- **Tantangan 1**
Jawablah pertanyaan berikut berdasarkan teks tentang Maulana Khalid.
(a) Berapa jumlah wakil dalam jaringan yang didirikan Maulana Khalid?
(b) Siapa wakil kedua Maulana Khalid di Istambul?
(c) Tarekat apa yang sebelumnya paling menonjol di wilayah Kurdistan?
- **Tantangan 2**
Ubah seluruh daftar di bawah dengan mengganti "raw chicken piece" menjadi "piece of raw chicken" dan biarkan bagian lainnya tetap sama. Jangan sertakan gambar dalam jawaban.

- **Teks Pilihan**
Sebelum meninggalkan Delhi, Maulana Khalid memberi tahu gurunya bahwa tujuan
utamanya adalah untuk “mencari dunia ini demi agama”, dari tiga tempat
tinggalnya setelah itu Sulaimaniyah, Bagdad dan Damaskus, beliau mendirikan
jaringan 116 wakil, yang masing-masing dengan tanggung jawab yang jelas batas
geografisnya. Murid-muridnya mencakup tidak hanya anggota-anggota hierarki
agama pemerintahan “Utsmaniyah”, tetapi juga sejumlah gubernur provinsi dan
tokoh militer yang sangat penting dalam memajukan wibawa Khalidiyah adalah
wakil kedua Maulana Khalid di Istambul, Abdul al-Wahhab al-Susi, yang merekrut
Makkizada Musthafa Asim, syekh al-Islam masa itu ke dalam tarekat ini. Usaha
untuk meraih pengaruh atas kebijakan Utsmaniyah yang disiratkan oleh berbagai
upaya ini tidak pernah benar-benar berhasil.
Namun,
terjadi semacam penyejajaran antara Khalidiyah dengan negara Utsmaniyah pada
masa pemeritahan Abdulhamid II, yang berteman dengan Khalidiyah terkemuka di
Istambul, Ahmed Ziyauddin Gumushanevi (w. 1893). Kepentingan Gumushanevi jauh
mentransendenkan yang politis: tulisannya yang dimiliki banyak mengenai sufisme
pada umumnya dan Naqsyabandiyah pada khususnya, mewakili puncak sastra sufi
Utsmaniyah besar yang terakhir. Sebaliknya, Adbulhamid sangat ditentang oleh
Syekh Naqsyabandiyah yang menonjol lainnya, Muhamad As’ad dari Ibril wilayah
Irak Utara.
Pengaruh
Maulana Khalid mungkin paling nampak di kampung halamannya, Kurdistan. Cabang
Naqsyabandiyah yang beliau perkenalkan di sana sepenuhnya memudarkan pengaruh
“Qadiriyah”, yang sebelumnya merupakan tarekat paling menonjol di wilayah
Kurdistan, dan memunculkan sejumlah keluarga sebagai pemimpin turunan tarekat
itu, serta memegang kepemimpinan dalam urusan negara Kurdistan. Hubungan
keturunan Naqsyabandiyah dengan separatisme Kurdistan, dan kemudian
nasionalisme, pertama kali terlihat dalam pemberontakan besar Kurdistan 1880
yang dipimpim oleh Ubaidillah dari Syamdinan, yang berhasil membebaskan diri, untuk
sementara, sebagian besar orang Kurdistan Iran dari kendali Iran. Keluarga
Barzani juga mampu mendominasi ungkapan nasionalisme Irak selama beberapa puluh
tahun melalui wibawa Naqsabandiyah yang diwarisinya.

- **Daftar Tersedia**
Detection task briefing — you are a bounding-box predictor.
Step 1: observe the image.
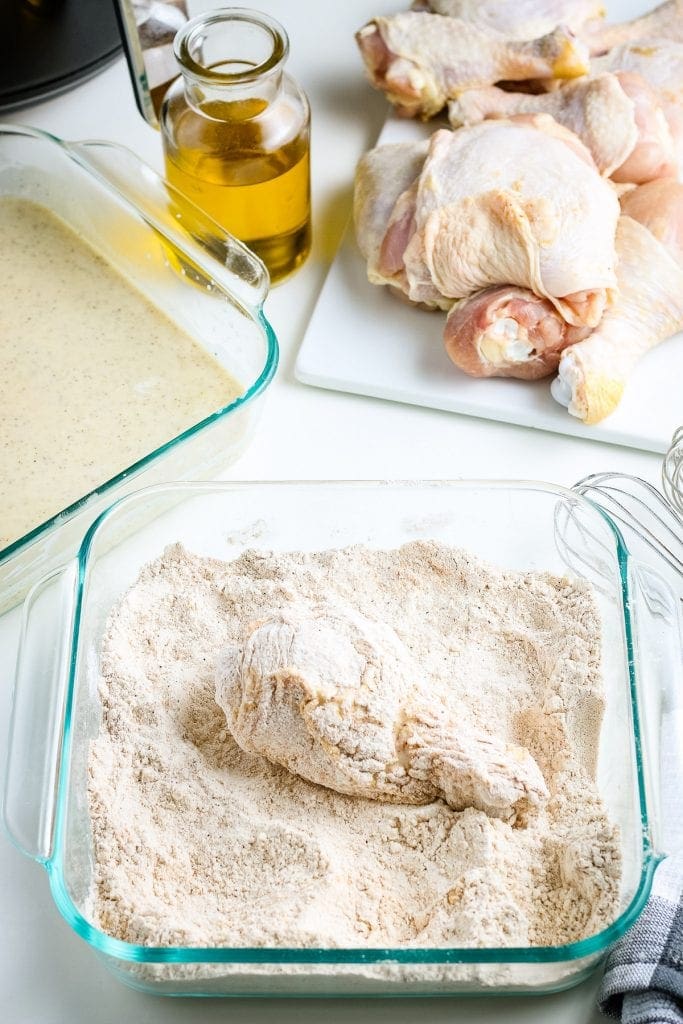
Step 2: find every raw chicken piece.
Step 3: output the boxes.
[383,115,620,327]
[551,179,683,423]
[443,286,591,380]
[449,72,677,184]
[582,0,683,54]
[355,11,588,120]
[216,606,548,823]
[413,0,604,39]
[353,140,429,289]
[592,39,683,169]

- **Penyelesaian 1**
(a) 116 wakil.
(b) Abdul al-Wahhab al-Susi.
(c) Qadiriyah.

- **Penyelesaian 2**
Detection task briefing — you are a bounding-box predictor.
Step 1: observe the image.
Step 2: find every piece of raw chicken.
Step 3: output the boxes.
[383,115,620,327]
[551,179,683,423]
[443,286,591,380]
[449,72,677,184]
[582,0,683,54]
[355,11,588,120]
[216,606,548,823]
[413,0,604,39]
[353,140,429,289]
[592,39,683,169]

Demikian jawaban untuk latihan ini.